Saved data entries:
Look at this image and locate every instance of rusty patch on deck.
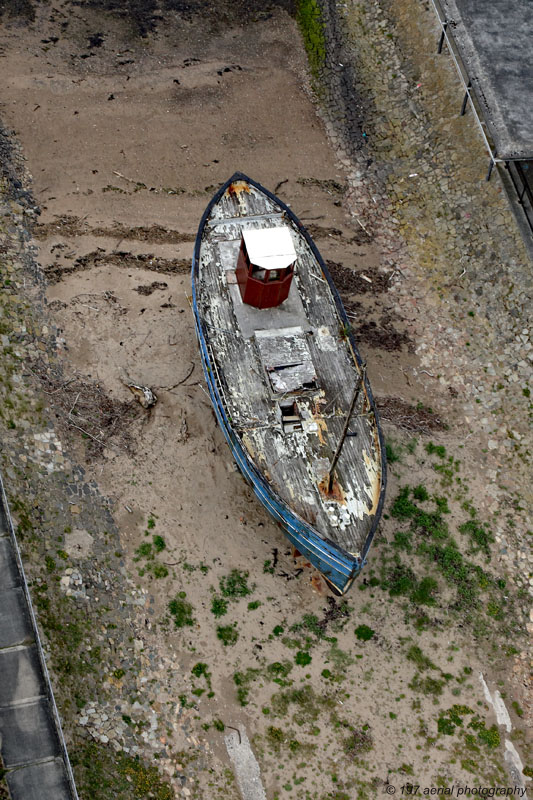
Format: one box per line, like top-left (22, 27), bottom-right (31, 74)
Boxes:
top-left (226, 180), bottom-right (251, 197)
top-left (311, 407), bottom-right (327, 445)
top-left (318, 474), bottom-right (346, 504)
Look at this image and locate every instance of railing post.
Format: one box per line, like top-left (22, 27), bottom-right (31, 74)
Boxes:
top-left (437, 21), bottom-right (448, 54)
top-left (461, 81), bottom-right (471, 115)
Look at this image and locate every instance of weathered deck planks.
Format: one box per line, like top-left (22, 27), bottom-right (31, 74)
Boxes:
top-left (195, 180), bottom-right (383, 557)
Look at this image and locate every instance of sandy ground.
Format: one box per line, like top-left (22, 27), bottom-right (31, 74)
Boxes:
top-left (0, 1), bottom-right (531, 798)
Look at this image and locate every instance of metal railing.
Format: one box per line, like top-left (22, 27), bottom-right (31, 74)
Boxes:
top-left (505, 160), bottom-right (533, 236)
top-left (429, 0), bottom-right (499, 177)
top-left (429, 0), bottom-right (533, 236)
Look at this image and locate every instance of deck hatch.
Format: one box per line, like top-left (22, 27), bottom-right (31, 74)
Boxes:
top-left (280, 400), bottom-right (303, 433)
top-left (255, 327), bottom-right (317, 394)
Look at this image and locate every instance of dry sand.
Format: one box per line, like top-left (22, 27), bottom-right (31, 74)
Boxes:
top-left (0, 1), bottom-right (530, 798)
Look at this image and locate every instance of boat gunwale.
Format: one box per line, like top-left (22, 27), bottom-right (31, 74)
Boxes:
top-left (191, 172), bottom-right (387, 572)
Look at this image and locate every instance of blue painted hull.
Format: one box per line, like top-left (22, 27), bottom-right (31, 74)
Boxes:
top-left (192, 174), bottom-right (386, 594)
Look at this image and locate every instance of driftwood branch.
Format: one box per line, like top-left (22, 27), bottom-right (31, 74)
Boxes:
top-left (113, 169), bottom-right (141, 185)
top-left (225, 725), bottom-right (242, 744)
top-left (41, 377), bottom-right (76, 395)
top-left (159, 362), bottom-right (195, 391)
top-left (67, 420), bottom-right (109, 448)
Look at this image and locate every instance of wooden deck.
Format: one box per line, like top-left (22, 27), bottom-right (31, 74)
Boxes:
top-left (195, 180), bottom-right (383, 556)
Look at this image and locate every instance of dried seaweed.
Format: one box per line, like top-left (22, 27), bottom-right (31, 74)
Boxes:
top-left (376, 396), bottom-right (446, 433)
top-left (29, 359), bottom-right (142, 459)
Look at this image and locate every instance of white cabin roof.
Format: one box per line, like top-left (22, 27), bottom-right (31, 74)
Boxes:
top-left (243, 227), bottom-right (296, 270)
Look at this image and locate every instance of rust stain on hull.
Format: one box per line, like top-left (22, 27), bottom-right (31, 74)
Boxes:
top-left (363, 447), bottom-right (381, 516)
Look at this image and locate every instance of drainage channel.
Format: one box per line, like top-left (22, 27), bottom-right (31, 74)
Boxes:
top-left (0, 474), bottom-right (78, 800)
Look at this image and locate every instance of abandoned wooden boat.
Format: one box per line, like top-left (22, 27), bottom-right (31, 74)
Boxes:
top-left (192, 173), bottom-right (386, 594)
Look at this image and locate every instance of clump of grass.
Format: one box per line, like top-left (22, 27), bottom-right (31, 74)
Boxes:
top-left (354, 624), bottom-right (375, 641)
top-left (390, 486), bottom-right (417, 519)
top-left (219, 569), bottom-right (253, 599)
top-left (385, 441), bottom-right (401, 464)
top-left (468, 717), bottom-right (501, 748)
top-left (233, 668), bottom-right (261, 706)
top-left (342, 725), bottom-right (373, 757)
top-left (290, 605), bottom-right (351, 639)
top-left (266, 725), bottom-right (286, 751)
top-left (382, 561), bottom-right (417, 597)
top-left (135, 542), bottom-right (152, 559)
top-left (299, 613), bottom-right (324, 637)
top-left (134, 534), bottom-right (168, 579)
top-left (295, 650), bottom-right (312, 666)
top-left (433, 456), bottom-right (460, 487)
top-left (191, 662), bottom-right (213, 695)
top-left (392, 530), bottom-right (412, 552)
top-left (426, 442), bottom-right (446, 458)
top-left (169, 594), bottom-right (194, 628)
top-left (410, 576), bottom-right (438, 605)
top-left (217, 624), bottom-right (239, 646)
top-left (434, 496), bottom-right (450, 514)
top-left (271, 684), bottom-right (334, 726)
top-left (247, 600), bottom-right (261, 610)
top-left (182, 561), bottom-right (209, 574)
top-left (191, 662), bottom-right (209, 679)
top-left (267, 661), bottom-right (293, 685)
top-left (211, 596), bottom-right (228, 617)
top-left (406, 645), bottom-right (436, 671)
top-left (412, 485), bottom-right (429, 502)
top-left (416, 540), bottom-right (480, 610)
top-left (409, 673), bottom-right (445, 698)
top-left (45, 555), bottom-right (56, 573)
top-left (459, 519), bottom-right (493, 559)
top-left (391, 487), bottom-right (448, 540)
top-left (511, 700), bottom-right (524, 718)
top-left (327, 640), bottom-right (354, 672)
top-left (151, 563), bottom-right (168, 579)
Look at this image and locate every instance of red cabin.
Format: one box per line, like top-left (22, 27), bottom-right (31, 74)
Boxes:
top-left (236, 227), bottom-right (296, 309)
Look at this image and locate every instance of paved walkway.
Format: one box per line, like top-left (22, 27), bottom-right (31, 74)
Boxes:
top-left (0, 476), bottom-right (78, 800)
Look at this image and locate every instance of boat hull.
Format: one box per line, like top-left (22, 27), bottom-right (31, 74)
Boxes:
top-left (192, 173), bottom-right (387, 595)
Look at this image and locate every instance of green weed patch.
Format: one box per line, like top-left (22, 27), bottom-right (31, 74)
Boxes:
top-left (219, 569), bottom-right (253, 599)
top-left (297, 0), bottom-right (326, 79)
top-left (71, 741), bottom-right (173, 799)
top-left (168, 594), bottom-right (195, 628)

YOUR ASSIGNMENT.
Retype the whole of the data verbatim. Skip every picture.

WRITTEN RESPONSE.
Look at this image and locate every instance of rusty patch on deck.
Format: one box per line, like top-left (22, 27), bottom-right (31, 74)
Boxes:
top-left (226, 180), bottom-right (251, 197)
top-left (311, 407), bottom-right (327, 445)
top-left (318, 474), bottom-right (346, 504)
Look at this image and locate every instance of railing post.
Format: one box per line, like top-left (22, 27), bottom-right (31, 74)
Boxes:
top-left (437, 21), bottom-right (448, 54)
top-left (461, 81), bottom-right (471, 115)
Look at this image and locate every instance of weathered deck planks.
Format: one box per line, like top-left (22, 27), bottom-right (31, 74)
Boxes:
top-left (195, 180), bottom-right (383, 557)
Look at this image and locate every instance of sandy ground.
Format: one box per line, like top-left (22, 27), bottom-right (31, 74)
Boxes:
top-left (0, 1), bottom-right (531, 798)
Look at this image and locate every instance of metal railing.
Format: one box per line, like top-left (22, 27), bottom-right (31, 74)
Boxes:
top-left (505, 160), bottom-right (533, 236)
top-left (429, 0), bottom-right (499, 177)
top-left (429, 0), bottom-right (533, 236)
Look at this image and locate every instance of deck hatch.
Format: one box per line, like top-left (22, 27), bottom-right (31, 74)
Boxes:
top-left (280, 400), bottom-right (303, 433)
top-left (255, 327), bottom-right (317, 394)
Look at this image and locate every instance of dry sand.
Format: one box per line, like top-left (22, 27), bottom-right (31, 74)
Boxes:
top-left (0, 1), bottom-right (530, 798)
Look at this image and locate every instance of boat gunwale.
Format: one box per line, like top-left (22, 27), bottom-right (31, 74)
Boxes:
top-left (191, 172), bottom-right (387, 572)
Look at this image and locate every instance of blue painted hull.
Format: one box per line, like top-left (22, 27), bottom-right (31, 74)
Boxes:
top-left (192, 174), bottom-right (386, 594)
Look at this image and locate every instance of driftwood branch.
Format: one box per line, like top-left (22, 27), bottom-right (31, 74)
Boxes:
top-left (113, 169), bottom-right (141, 185)
top-left (225, 725), bottom-right (242, 744)
top-left (41, 377), bottom-right (76, 395)
top-left (159, 362), bottom-right (195, 391)
top-left (67, 420), bottom-right (109, 448)
Look at this image and locate every instance of wooden deck.
Format: one box per line, like top-left (22, 27), bottom-right (31, 74)
Boxes:
top-left (195, 180), bottom-right (383, 556)
Look at this image and locate every instance of dried seaweed.
Format: one box per line, like top-left (22, 27), bottom-right (31, 74)
Boxes:
top-left (376, 396), bottom-right (446, 433)
top-left (29, 359), bottom-right (142, 459)
Look at this image and locate every instance of white cabin roof.
Format: one box per line, like top-left (22, 27), bottom-right (31, 74)
Boxes:
top-left (243, 227), bottom-right (296, 270)
Look at this image and locate every instance of rust stain on hull.
Format: one box per line, like top-left (22, 27), bottom-right (31, 74)
Boxes:
top-left (363, 447), bottom-right (381, 516)
Look at this image and locate every instance of drainage channel.
Format: one box per line, like top-left (22, 27), bottom-right (31, 74)
Boxes:
top-left (0, 474), bottom-right (78, 800)
Look at this image and locate every instance of abandoned wooden boat.
Format: one box per line, like top-left (22, 27), bottom-right (31, 74)
Boxes:
top-left (192, 173), bottom-right (386, 594)
Look at this image and locate every instance of clump of grass.
Format: one box per line, like top-left (22, 27), bottom-right (31, 74)
Boxes:
top-left (354, 624), bottom-right (375, 641)
top-left (390, 486), bottom-right (417, 519)
top-left (219, 569), bottom-right (253, 599)
top-left (385, 441), bottom-right (401, 464)
top-left (468, 717), bottom-right (501, 748)
top-left (233, 668), bottom-right (261, 706)
top-left (342, 725), bottom-right (373, 757)
top-left (290, 605), bottom-right (351, 639)
top-left (266, 725), bottom-right (286, 751)
top-left (382, 561), bottom-right (417, 597)
top-left (135, 542), bottom-right (152, 559)
top-left (299, 613), bottom-right (324, 637)
top-left (134, 534), bottom-right (168, 579)
top-left (295, 650), bottom-right (312, 666)
top-left (433, 456), bottom-right (460, 487)
top-left (191, 662), bottom-right (213, 695)
top-left (392, 530), bottom-right (412, 552)
top-left (426, 442), bottom-right (446, 458)
top-left (169, 594), bottom-right (194, 628)
top-left (410, 576), bottom-right (438, 605)
top-left (217, 624), bottom-right (239, 646)
top-left (434, 496), bottom-right (450, 514)
top-left (271, 684), bottom-right (334, 726)
top-left (247, 600), bottom-right (261, 610)
top-left (182, 561), bottom-right (209, 574)
top-left (191, 662), bottom-right (209, 679)
top-left (267, 661), bottom-right (293, 685)
top-left (211, 596), bottom-right (228, 617)
top-left (406, 645), bottom-right (436, 671)
top-left (412, 485), bottom-right (429, 502)
top-left (416, 540), bottom-right (480, 610)
top-left (409, 673), bottom-right (445, 698)
top-left (45, 555), bottom-right (56, 573)
top-left (459, 519), bottom-right (493, 559)
top-left (391, 487), bottom-right (448, 540)
top-left (511, 700), bottom-right (524, 718)
top-left (327, 640), bottom-right (354, 672)
top-left (151, 563), bottom-right (168, 579)
Look at this image and locate every instance of red cabin.
Format: one box per line, like top-left (22, 27), bottom-right (31, 74)
Boxes:
top-left (236, 227), bottom-right (296, 309)
Look at this image and locate every instance of paved walkway.
Format: one box per line, like top-left (22, 27), bottom-right (31, 74)
Boxes:
top-left (0, 476), bottom-right (78, 800)
Look at this image and locate every instance of boat hull.
Format: one box per line, like top-left (22, 27), bottom-right (31, 74)
Boxes:
top-left (192, 173), bottom-right (387, 595)
Look at this image and locate every instance of green weed patch.
Format: one box per line, like top-left (22, 27), bottom-right (31, 74)
Boxes:
top-left (219, 569), bottom-right (253, 599)
top-left (297, 0), bottom-right (326, 79)
top-left (71, 741), bottom-right (173, 799)
top-left (168, 594), bottom-right (195, 628)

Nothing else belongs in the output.